══ Dataset

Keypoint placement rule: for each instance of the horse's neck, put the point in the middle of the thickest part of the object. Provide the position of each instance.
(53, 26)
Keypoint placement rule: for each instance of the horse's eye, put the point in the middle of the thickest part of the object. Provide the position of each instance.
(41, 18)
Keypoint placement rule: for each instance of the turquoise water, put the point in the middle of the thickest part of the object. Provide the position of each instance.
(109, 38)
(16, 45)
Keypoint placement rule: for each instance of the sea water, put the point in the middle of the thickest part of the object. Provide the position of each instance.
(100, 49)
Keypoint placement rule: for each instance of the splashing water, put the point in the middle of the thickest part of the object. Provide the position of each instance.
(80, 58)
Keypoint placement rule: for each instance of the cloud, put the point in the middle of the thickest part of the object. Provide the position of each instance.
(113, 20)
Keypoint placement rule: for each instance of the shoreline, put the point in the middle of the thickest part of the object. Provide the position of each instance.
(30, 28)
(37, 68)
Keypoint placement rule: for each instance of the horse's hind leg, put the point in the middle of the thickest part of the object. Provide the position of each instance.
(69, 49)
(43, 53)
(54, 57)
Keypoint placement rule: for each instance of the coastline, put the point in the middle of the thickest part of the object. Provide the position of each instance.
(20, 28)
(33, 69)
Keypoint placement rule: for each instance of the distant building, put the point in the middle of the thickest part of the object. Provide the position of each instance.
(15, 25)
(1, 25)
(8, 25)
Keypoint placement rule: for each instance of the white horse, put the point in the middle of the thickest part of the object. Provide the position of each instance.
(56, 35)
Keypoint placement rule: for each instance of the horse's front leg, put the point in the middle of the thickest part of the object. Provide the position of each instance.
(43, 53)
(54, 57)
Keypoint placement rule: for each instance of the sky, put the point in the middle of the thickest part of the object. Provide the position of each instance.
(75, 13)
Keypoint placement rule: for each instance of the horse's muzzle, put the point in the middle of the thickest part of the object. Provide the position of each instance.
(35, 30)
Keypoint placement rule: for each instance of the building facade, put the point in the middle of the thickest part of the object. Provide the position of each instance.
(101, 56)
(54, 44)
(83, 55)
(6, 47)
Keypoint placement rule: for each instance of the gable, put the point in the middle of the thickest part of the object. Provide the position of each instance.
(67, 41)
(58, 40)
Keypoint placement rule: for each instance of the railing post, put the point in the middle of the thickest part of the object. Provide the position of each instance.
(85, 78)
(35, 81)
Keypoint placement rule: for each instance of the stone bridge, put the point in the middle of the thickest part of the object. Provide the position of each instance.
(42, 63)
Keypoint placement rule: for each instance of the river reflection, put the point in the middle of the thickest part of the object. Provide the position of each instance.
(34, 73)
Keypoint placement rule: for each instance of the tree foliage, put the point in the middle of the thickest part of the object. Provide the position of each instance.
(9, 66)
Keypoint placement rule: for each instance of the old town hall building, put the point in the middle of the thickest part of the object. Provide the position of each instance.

════

Could you put all of the data above into a numbered list, one line per item, with any blank lines left out?

(Solution to the exercise):
1. Keypoint placement rule: for each instance of the horse's neck, put the point in the middle of the thickest part of the object. Provide the position of each instance.
2. (53, 26)
3. Keypoint placement rule: for each instance of the horse's eye, put the point in the middle of the thickest part of the object. Provide the position of each instance.
4. (41, 18)
5. Keypoint placement rule: for each instance of the turquoise water, put the point in the middle of the thickest part of the object. Provide the position of each instance.
6. (109, 38)
7. (16, 45)
8. Keypoint placement rule: for each instance of the sea water, put the point in the middle of the thickest part of the object. Provide the position of each instance.
9. (100, 49)
10. Keypoint placement rule: for each instance of the splashing water, put the point in the middle of the thickest part of the object. Provide the position of each instance.
11. (80, 58)
12. Keypoint placement rule: for each instance of the cloud, put the point in the middle of the thickest part of the object. Provide the position of each instance.
13. (113, 20)
14. Keypoint placement rule: for each instance of the shoreline, put the point in the middle of the thickest part of the object. Provide the position of each instance.
15. (30, 28)
16. (37, 68)
17. Keypoint placement rule: for each instance of the horse's hind leg, put the point in the middle of the thickest part of the object. Provide the position of each instance.
18. (69, 49)
19. (43, 53)
20. (54, 57)
21. Keypoint placement rule: for each instance of the coastline, put the point in the middle of the thickest part of the object. Provide the position of each instance.
22. (20, 28)
23. (33, 69)
24. Keypoint placement rule: for each instance of the distant building, put the point in the middle of the thickest part of the object. Provide the position of each instance.
25. (15, 25)
26. (1, 25)
27. (8, 25)
28. Keypoint placement rule: for each instance of the white horse, put the point in the middle of the thickest part of the object. Provide the position of each instance.
29. (56, 35)
30. Keypoint placement rule: for each instance of the horse's front leg, put the point in the middle of the thickest part of the object. Provide the position of each instance.
31. (43, 53)
32. (54, 57)
33. Keypoint placement rule: for each instance of the sky, put the point in the middle of the thickest part of the object. Provide the position of each instance.
34. (75, 13)
35. Keypoint placement rule: for each instance of the horse's muzzle, put the point in the middle of the thickest part of the object. Provide the position of each instance.
36. (35, 30)
37. Keypoint placement rule: for each instance of the building facade, put the point in the middle of the thickest part of the object. Provide the position of each instance.
38. (101, 56)
39. (54, 44)
40. (83, 55)
41. (6, 47)
42. Keypoint placement rule: for each instance of the gable, put the point in the middle of the thickest part of the object. Provide the position of each instance.
43. (67, 41)
44. (58, 40)
45. Keypoint placement rule: for each instance of the railing post, put the point in the middle of the thickest part of the object. Provide the position of each instance.
46. (85, 78)
47. (35, 81)
48. Keypoint placement rule: for each instance of the stone bridge, put the point in the middle of the thickest part of the object. Provide the position of each instance.
49. (42, 63)
50. Keypoint placement rule: for each instance of the river reflection, put the point in the middle of the thickest part of the object. Provide the position of each instance.
51. (34, 73)
52. Keypoint placement rule: for each instance of the tree foliage, put the point in the middle of the thickest part of the object. Provide the position of each instance.
53. (9, 66)
54. Keypoint placement rule: for each instance of the old town hall building, put the point in the middle of the thickest part of the object. Provide the position of each instance.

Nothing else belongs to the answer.